Start of Dataset excerpts

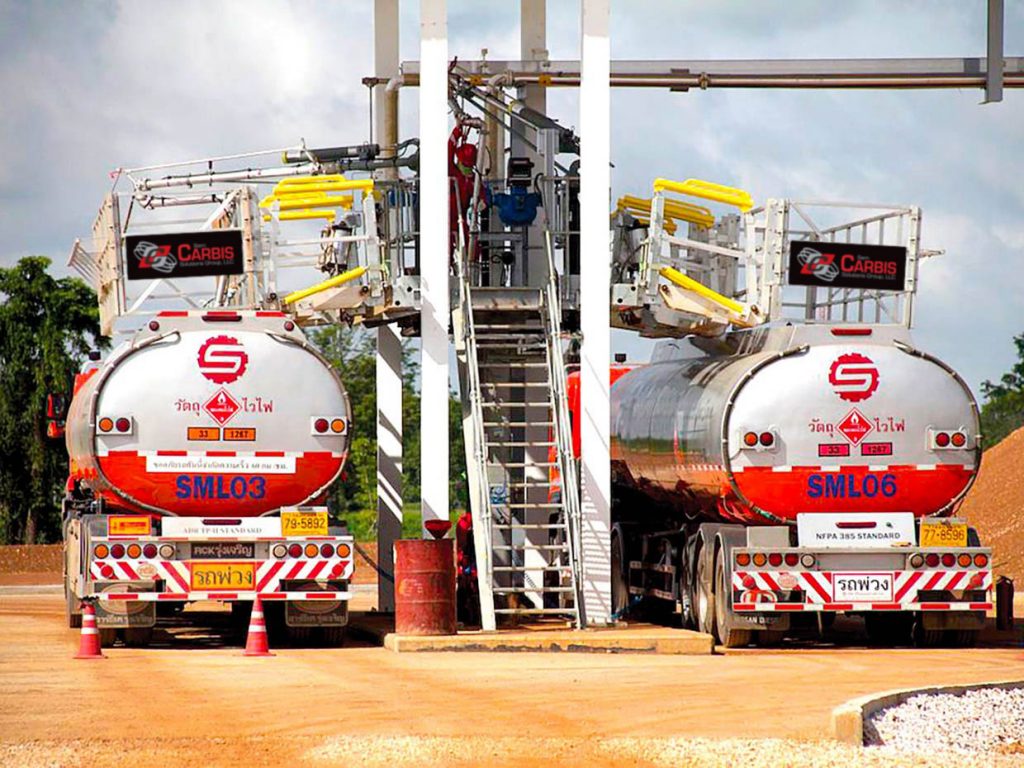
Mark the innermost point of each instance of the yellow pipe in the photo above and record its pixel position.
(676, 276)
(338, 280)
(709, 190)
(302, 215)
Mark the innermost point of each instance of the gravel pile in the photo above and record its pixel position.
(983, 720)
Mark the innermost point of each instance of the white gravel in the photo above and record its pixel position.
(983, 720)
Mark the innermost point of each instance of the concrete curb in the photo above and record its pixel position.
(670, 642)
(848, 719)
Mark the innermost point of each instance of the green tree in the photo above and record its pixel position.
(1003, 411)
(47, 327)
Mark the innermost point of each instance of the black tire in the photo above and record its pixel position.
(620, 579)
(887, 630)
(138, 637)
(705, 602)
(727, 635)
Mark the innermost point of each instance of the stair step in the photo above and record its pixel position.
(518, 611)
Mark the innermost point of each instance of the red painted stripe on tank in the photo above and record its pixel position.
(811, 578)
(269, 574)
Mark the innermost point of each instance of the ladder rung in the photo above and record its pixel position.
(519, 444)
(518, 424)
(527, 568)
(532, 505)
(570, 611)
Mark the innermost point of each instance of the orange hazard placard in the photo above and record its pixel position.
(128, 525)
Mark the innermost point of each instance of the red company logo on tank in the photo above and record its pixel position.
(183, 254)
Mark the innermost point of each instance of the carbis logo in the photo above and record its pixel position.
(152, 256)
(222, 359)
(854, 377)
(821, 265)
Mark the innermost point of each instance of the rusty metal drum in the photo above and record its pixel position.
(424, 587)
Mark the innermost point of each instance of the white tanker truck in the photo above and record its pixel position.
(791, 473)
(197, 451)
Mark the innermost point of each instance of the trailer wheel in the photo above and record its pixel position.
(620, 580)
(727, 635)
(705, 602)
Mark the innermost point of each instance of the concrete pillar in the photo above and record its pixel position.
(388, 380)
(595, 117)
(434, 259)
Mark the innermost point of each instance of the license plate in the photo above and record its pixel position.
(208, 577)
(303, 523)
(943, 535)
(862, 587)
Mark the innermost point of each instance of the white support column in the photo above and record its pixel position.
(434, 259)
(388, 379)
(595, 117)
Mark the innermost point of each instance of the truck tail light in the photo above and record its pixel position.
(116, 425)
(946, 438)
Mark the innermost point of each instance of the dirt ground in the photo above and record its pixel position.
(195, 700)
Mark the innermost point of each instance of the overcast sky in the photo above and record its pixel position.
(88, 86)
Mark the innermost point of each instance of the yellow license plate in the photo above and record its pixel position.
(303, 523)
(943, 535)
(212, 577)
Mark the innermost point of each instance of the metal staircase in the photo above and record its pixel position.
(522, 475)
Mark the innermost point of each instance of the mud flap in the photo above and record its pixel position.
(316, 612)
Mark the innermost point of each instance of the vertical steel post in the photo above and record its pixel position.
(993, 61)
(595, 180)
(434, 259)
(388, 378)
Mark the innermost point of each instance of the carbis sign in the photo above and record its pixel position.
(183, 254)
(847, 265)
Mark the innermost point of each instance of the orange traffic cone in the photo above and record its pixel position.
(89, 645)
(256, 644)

End of Dataset excerpts

» **Problem to work on**:
When you reproduce the material, keep every word exact and leave each picture out.

» **Written answer**:
Mark the innermost point of each instance of the yellow pipe in the photo above and record its pixel position.
(676, 276)
(338, 280)
(709, 190)
(302, 215)
Mark the innermost point of each instance of the gravel pile in the photo above and record its pixel position.
(983, 720)
Mark the innermost point of each instance of the white gravel in the photo above and record its pixel position.
(983, 720)
Mark the innermost point of each instance of the concrete curb in the photo above and record its pixel position.
(670, 642)
(848, 719)
Mark the innermost point of each instance of the green tree in the photo above and record its pixel position.
(1003, 411)
(47, 327)
Mark the innermost point of each instance of the black tire in the photo above and record its pixel position.
(620, 579)
(887, 630)
(138, 637)
(705, 602)
(727, 635)
Mark the innermost point of each instance of the stair step in the photo above and record its pixel position.
(518, 611)
Mark the innermost point of each instance of the red painted stripe on tank in the photo above and record its pixel position.
(811, 578)
(269, 574)
Mark the innermost point of each instance of the ladder rung in the photo above and record its pixel position.
(519, 444)
(518, 424)
(527, 568)
(532, 505)
(570, 611)
Mark the innermost point of each instance of the orange hazard placard in the photo above and record its pixel position.
(128, 525)
Mark the innermost point of each instance of the red company logo on tank in the photo above and record its pixel position.
(183, 254)
Mark the innermost point of each instance of the carbis logo in the photo above and record its pixel position.
(152, 256)
(222, 359)
(854, 377)
(821, 265)
Mark the innermost point of each instance of the rusty metal drum in the photo above and record its pixel position.
(424, 587)
Mark the innermost point of each instance of the white tanker truck in the photo above and record its pixel position.
(791, 473)
(197, 451)
Mark the innermost point of each instance of the trailer wheel in the photo above and record its pixel position.
(620, 580)
(727, 635)
(705, 602)
Mark the innermost point of each instance of the concrete pillar in the photo above and record its pixel position.
(388, 380)
(595, 117)
(434, 259)
Mark the innermost point of each instance of the license plate in the photo above and record its pixel position.
(208, 577)
(303, 523)
(943, 535)
(862, 587)
Mark the innermost point of each instance of the white support column in the photo above and record its pixel position.
(434, 259)
(388, 379)
(595, 117)
Mark the innermost point of each instance of the truck tail light in the photo above and record its pixel position.
(116, 425)
(946, 438)
Mark the innermost point of each instance of the dirt ground in the photo above and record its pixel position.
(195, 700)
Mark the innermost point of each instance of the overcast sky in the photo above and record its pixel position.
(88, 86)
Mark the innermost point of each instance of the yellow license plate in the photo above and record its pixel position.
(303, 523)
(943, 535)
(212, 577)
Mark the innermost point of each instance of the metal staircase in the photo above and record its pixel position.
(522, 475)
Mark the innermost point of each instance of the mud flap in the photo above and record its pixel position.
(316, 612)
Mark the innermost point of each instance of the vertical steel post in the photo above and record its pixel position.
(993, 61)
(595, 180)
(434, 259)
(388, 378)
Mark the innermost point of each instance of the carbis sign in the photo above and record its pixel position.
(183, 254)
(847, 265)
Mark the innermost point of each instance of the orange traffic cone in the photo above and record its pixel position.
(89, 645)
(256, 644)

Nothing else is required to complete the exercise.